Task goal:
Reproduce all of the material below word for word, keeping every line unchanged.

Task inputs:
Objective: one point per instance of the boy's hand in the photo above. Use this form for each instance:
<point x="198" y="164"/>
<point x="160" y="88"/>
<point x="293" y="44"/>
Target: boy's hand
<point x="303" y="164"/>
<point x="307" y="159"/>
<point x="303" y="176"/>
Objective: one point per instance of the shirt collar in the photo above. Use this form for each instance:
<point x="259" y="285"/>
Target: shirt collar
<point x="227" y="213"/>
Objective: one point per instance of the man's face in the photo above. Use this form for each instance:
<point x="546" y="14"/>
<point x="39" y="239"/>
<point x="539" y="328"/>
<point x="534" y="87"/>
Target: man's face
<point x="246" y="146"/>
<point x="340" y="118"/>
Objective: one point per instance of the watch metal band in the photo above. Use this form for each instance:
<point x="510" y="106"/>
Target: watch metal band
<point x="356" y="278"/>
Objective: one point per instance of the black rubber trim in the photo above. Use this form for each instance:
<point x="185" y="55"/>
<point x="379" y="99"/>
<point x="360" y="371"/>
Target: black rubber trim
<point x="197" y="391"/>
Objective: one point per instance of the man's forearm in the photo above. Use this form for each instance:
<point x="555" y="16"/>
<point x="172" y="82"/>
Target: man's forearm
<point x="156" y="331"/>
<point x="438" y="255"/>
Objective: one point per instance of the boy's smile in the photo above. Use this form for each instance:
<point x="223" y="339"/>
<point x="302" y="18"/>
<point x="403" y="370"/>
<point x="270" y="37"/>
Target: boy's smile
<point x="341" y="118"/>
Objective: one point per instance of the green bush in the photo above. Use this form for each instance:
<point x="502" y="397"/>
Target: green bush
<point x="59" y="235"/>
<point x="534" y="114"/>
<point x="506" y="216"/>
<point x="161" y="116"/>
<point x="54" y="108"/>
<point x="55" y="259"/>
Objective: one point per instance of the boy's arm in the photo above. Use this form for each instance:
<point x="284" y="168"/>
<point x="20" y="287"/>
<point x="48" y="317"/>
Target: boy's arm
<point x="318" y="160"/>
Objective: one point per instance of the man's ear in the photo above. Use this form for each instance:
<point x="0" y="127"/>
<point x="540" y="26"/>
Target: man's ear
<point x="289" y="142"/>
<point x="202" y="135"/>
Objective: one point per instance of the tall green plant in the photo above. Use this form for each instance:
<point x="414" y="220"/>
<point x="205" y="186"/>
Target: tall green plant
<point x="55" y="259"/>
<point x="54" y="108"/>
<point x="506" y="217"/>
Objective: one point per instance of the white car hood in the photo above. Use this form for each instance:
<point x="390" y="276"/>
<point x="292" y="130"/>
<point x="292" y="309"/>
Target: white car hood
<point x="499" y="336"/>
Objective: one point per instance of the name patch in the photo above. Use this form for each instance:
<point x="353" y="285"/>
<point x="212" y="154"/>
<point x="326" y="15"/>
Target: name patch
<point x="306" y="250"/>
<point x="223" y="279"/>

Response to the task:
Objective: one point per instance of the boy's hand in the photo above. Use this form for each instance:
<point x="198" y="164"/>
<point x="160" y="88"/>
<point x="293" y="44"/>
Target: boy's hand
<point x="303" y="164"/>
<point x="307" y="159"/>
<point x="303" y="176"/>
Objective: one point per instance of the shirt collar in the photo above. Use this form for each instance:
<point x="259" y="285"/>
Target: shirt collar
<point x="227" y="213"/>
Objective: one point per instance of the man's face in the photo above. Use this form for each instance:
<point x="546" y="14"/>
<point x="39" y="239"/>
<point x="539" y="328"/>
<point x="534" y="87"/>
Target: man's face
<point x="246" y="146"/>
<point x="340" y="118"/>
Objective: one point per instance of the watch metal band in the photo above. Use this form for each instance:
<point x="510" y="106"/>
Target: watch metal band
<point x="356" y="278"/>
Objective: one point per instance of the black rubber trim in the photo above. Use this form for each instance:
<point x="185" y="55"/>
<point x="379" y="99"/>
<point x="360" y="371"/>
Target: black rubber trim
<point x="197" y="391"/>
Objective: one point per instance of the man's forearm in the photo above. Use this form for each instance:
<point x="555" y="16"/>
<point x="172" y="82"/>
Target: man's forearm
<point x="156" y="331"/>
<point x="438" y="255"/>
Objective: one point per instance of the boy's smile in the photo above. Use this form for each instance:
<point x="223" y="339"/>
<point x="302" y="18"/>
<point x="403" y="370"/>
<point x="270" y="37"/>
Target: boy's smile
<point x="341" y="118"/>
Objective: one point per instance of the green bush in the photo above. Use this form for each instance:
<point x="502" y="397"/>
Target: green bush
<point x="59" y="235"/>
<point x="534" y="114"/>
<point x="506" y="216"/>
<point x="161" y="116"/>
<point x="54" y="108"/>
<point x="55" y="259"/>
Objective: one point per instance of the boy's arm in the photo above. Use this form for each instance:
<point x="284" y="168"/>
<point x="20" y="287"/>
<point x="48" y="317"/>
Target: boy's arm
<point x="318" y="160"/>
Objective: one point per instance of the man's ear in the photo above. Use this form for each instance:
<point x="0" y="127"/>
<point x="540" y="26"/>
Target: man's ear
<point x="289" y="142"/>
<point x="202" y="135"/>
Objective: one point per instance of the tall green plant in the photo above. Use this form for each instance:
<point x="414" y="220"/>
<point x="205" y="186"/>
Target: tall green plant
<point x="55" y="259"/>
<point x="54" y="108"/>
<point x="506" y="217"/>
Objective: one point per instance of the white car hood in the photo above. Use this form for each instance:
<point x="390" y="276"/>
<point x="292" y="130"/>
<point x="292" y="309"/>
Target: white car hood
<point x="499" y="336"/>
Objective: one point per instance of the name patch in the photo above. Use this form for each instance:
<point x="353" y="285"/>
<point x="212" y="154"/>
<point x="326" y="15"/>
Target: name patch
<point x="306" y="250"/>
<point x="223" y="279"/>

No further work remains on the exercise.